■ Given records:
------------------------------------------------

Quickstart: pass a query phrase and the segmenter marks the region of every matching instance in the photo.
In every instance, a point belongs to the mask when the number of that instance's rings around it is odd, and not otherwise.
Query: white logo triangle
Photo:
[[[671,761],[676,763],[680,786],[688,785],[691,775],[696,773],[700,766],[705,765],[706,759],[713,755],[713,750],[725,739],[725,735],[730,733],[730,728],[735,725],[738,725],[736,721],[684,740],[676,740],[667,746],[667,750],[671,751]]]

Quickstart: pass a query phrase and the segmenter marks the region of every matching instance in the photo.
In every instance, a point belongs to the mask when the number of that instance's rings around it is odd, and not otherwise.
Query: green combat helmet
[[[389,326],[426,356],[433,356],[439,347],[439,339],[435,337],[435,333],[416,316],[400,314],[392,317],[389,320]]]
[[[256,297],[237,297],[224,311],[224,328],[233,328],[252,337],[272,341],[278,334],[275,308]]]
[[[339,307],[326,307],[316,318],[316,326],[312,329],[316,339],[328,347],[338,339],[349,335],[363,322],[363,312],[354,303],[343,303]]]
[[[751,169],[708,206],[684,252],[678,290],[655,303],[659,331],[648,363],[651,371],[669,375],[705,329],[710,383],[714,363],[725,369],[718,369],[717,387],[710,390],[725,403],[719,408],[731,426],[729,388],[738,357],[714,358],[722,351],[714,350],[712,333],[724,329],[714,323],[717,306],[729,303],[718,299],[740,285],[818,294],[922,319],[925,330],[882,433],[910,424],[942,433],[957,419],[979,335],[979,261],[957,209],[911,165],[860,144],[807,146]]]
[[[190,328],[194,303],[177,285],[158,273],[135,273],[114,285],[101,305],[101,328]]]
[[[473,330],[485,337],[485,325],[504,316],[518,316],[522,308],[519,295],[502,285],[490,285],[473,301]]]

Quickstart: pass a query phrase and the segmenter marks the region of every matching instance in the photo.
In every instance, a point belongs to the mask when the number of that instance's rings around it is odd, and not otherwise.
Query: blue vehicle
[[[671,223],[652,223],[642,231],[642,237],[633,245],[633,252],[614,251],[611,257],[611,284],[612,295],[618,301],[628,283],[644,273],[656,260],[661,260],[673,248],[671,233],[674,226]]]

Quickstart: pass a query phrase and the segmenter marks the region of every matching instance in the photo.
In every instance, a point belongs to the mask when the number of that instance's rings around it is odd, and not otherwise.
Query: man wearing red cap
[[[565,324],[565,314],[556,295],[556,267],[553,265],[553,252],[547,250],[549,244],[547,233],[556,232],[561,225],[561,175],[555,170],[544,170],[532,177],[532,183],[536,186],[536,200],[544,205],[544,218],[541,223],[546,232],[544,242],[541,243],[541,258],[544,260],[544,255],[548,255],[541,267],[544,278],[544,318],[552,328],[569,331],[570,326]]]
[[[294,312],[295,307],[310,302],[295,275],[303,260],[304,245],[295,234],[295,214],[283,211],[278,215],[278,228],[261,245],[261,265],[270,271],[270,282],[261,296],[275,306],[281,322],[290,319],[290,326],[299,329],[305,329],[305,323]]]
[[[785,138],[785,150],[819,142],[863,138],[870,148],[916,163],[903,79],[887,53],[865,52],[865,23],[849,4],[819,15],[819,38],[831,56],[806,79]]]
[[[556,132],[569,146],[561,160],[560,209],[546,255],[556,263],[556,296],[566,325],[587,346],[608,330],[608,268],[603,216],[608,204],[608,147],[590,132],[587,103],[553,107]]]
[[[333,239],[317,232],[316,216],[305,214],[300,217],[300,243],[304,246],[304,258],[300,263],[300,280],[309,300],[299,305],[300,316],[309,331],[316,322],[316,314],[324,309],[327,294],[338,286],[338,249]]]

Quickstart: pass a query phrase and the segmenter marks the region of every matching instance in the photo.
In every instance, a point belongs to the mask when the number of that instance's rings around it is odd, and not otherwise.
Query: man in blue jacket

------------------------------------------------

■ Aim: Go through the listing above and restate it word for word.

■ Answer to this problem:
Quickstart: pass a query phrase and the segmenter marks the region of every matching instance in the photo.
In every instance, a point belongs to the mask when the number of that instance's rings around it is odd, and not otherwise.
Query: white logo triangle
Photo:
[[[671,761],[676,763],[680,786],[688,785],[691,775],[696,773],[700,766],[705,765],[706,759],[713,755],[713,750],[725,739],[725,735],[730,733],[730,728],[735,725],[738,725],[736,721],[684,740],[676,740],[667,746],[667,750],[671,751]]]

Quickstart: pass a query phrase and the segmenter marks the region of every matching instance in the photo.
In every instance, a point belongs to the mask when the number of that instance's rings around it is odd, and not otherwise.
Query: green combat helmet
[[[389,326],[426,356],[433,356],[439,347],[439,339],[435,337],[435,333],[416,316],[400,314],[392,317],[389,320]]]
[[[256,297],[237,297],[224,311],[224,328],[233,328],[252,337],[272,341],[278,334],[275,308]]]
[[[339,307],[326,307],[316,318],[316,326],[312,329],[316,339],[328,347],[338,339],[349,335],[363,322],[363,312],[354,303],[343,303]]]
[[[751,169],[708,206],[684,252],[678,290],[655,303],[659,331],[648,363],[651,371],[669,375],[705,329],[710,383],[714,363],[725,369],[718,369],[717,387],[710,390],[725,403],[719,408],[731,426],[729,388],[738,357],[714,358],[722,351],[714,350],[712,333],[724,329],[714,323],[717,306],[729,303],[718,299],[740,285],[818,294],[922,319],[925,330],[882,433],[910,424],[942,433],[957,419],[979,335],[979,261],[957,209],[911,165],[860,144],[807,146]]]
[[[190,328],[194,303],[177,285],[158,273],[135,273],[114,285],[101,305],[101,328]]]
[[[473,330],[485,337],[485,325],[504,316],[518,316],[522,308],[519,295],[502,285],[490,285],[473,301]]]

Quickstart: pass a query phrase and the segmenter marks the region of every matching instance in the photo.
In every instance, a point belongs to the mask when the number of that instance's rings around it is odd, and not otherwise.
Query: blue vehicle
[[[671,223],[652,223],[642,231],[642,237],[633,245],[633,252],[614,251],[611,257],[611,284],[612,295],[618,301],[628,283],[644,273],[656,260],[661,260],[673,248],[671,233],[674,226]]]

Quickstart: pass a query phrase and the segmenter marks the region of every matching instance in the photo.
In every instance, a point belongs to the mask when the number of that instance's rings around it is odd, and not otherwise.
Query: man wearing red cap
[[[565,324],[565,314],[556,295],[556,267],[553,265],[553,252],[547,250],[549,244],[547,233],[556,232],[561,225],[561,175],[555,170],[544,170],[532,177],[532,183],[536,186],[536,200],[544,205],[544,218],[541,223],[546,232],[544,242],[541,243],[541,258],[544,260],[544,255],[548,255],[541,267],[544,278],[544,318],[552,328],[569,331],[570,326]]]
[[[294,312],[295,307],[310,302],[295,275],[303,260],[304,245],[295,234],[295,214],[283,211],[278,215],[278,228],[261,245],[261,265],[270,271],[270,282],[261,296],[275,306],[281,322],[290,319],[290,326],[299,329],[305,329],[305,323]]]
[[[785,138],[785,150],[819,142],[863,138],[870,148],[916,163],[903,79],[887,53],[865,52],[865,23],[849,4],[819,15],[819,38],[831,56],[806,79]]]
[[[556,132],[569,146],[561,160],[560,209],[546,255],[556,263],[556,296],[566,325],[587,346],[608,330],[608,268],[603,216],[608,204],[608,147],[590,132],[587,103],[553,107]]]
[[[333,239],[317,232],[316,216],[305,214],[300,217],[300,243],[304,246],[304,258],[300,263],[300,280],[309,300],[299,305],[300,316],[309,331],[316,322],[316,314],[324,309],[327,294],[338,286],[338,249]]]

Quickstart: pass a query phrase and the segmenter marks the region of every matching instance in the photo.
In every instance, a point belongs to the mask when the number of that instance's rings around it is odd, and not otherwise.
Query: man in blue jacket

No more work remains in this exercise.